WHAT YOU ARE ASKED TO DO: Reproduce the text of the post on calorie reduction from "I spent the" to "still to do.", with every word and punctuation mark unchanged.
START DOCUMENT PASSAGE
Mars bars don't make people fat!

Every morning, I lay in bed, gradually waking to the sound of pre-recorded bird-song and artificially generated sunrise, until the radio kicks in at 6am, welcoming the day with the morning’s headlines.

Today, I rolled over and my ears pricked up, as I heard “Food manufacturers told to cut calories by 20%”.  My Health Coaching head immediately kicked in – what did I think of this. Is it progressive? Developmental? Or offensive, insensitive and unnecessary?

I spent the day with this playing on my mind and did some light reading before really making up my mind – and the result may surprise you….

Public Health England is leading a drive to reduce calorie intake by 20% by 2024 – that’s not far away, and a lot of work still to do.
END DOCUMENT PASSAGE
START DATASET EXTRACT
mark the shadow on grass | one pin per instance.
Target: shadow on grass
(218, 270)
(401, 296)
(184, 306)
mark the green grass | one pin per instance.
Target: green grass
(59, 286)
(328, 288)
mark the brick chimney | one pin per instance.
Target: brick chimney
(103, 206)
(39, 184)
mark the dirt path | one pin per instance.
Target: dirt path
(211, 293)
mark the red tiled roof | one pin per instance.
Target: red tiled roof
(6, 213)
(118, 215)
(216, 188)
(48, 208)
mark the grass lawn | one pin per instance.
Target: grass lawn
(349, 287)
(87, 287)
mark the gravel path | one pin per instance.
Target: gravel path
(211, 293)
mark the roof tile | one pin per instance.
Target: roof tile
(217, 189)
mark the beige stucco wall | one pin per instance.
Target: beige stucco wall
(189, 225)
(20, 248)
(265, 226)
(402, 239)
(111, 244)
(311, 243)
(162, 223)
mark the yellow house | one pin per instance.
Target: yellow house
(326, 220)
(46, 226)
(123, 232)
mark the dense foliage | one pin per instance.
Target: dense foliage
END DATASET EXTRACT
RESPONSE TO THE EXERCISE:
I spent the day with this playing on my mind and did some light reading before really making up my mind – and the result may surprise you….

Public Health England is leading a drive to reduce calorie intake by 20% by 2024 – that’s not far away, and a lot of work still to do.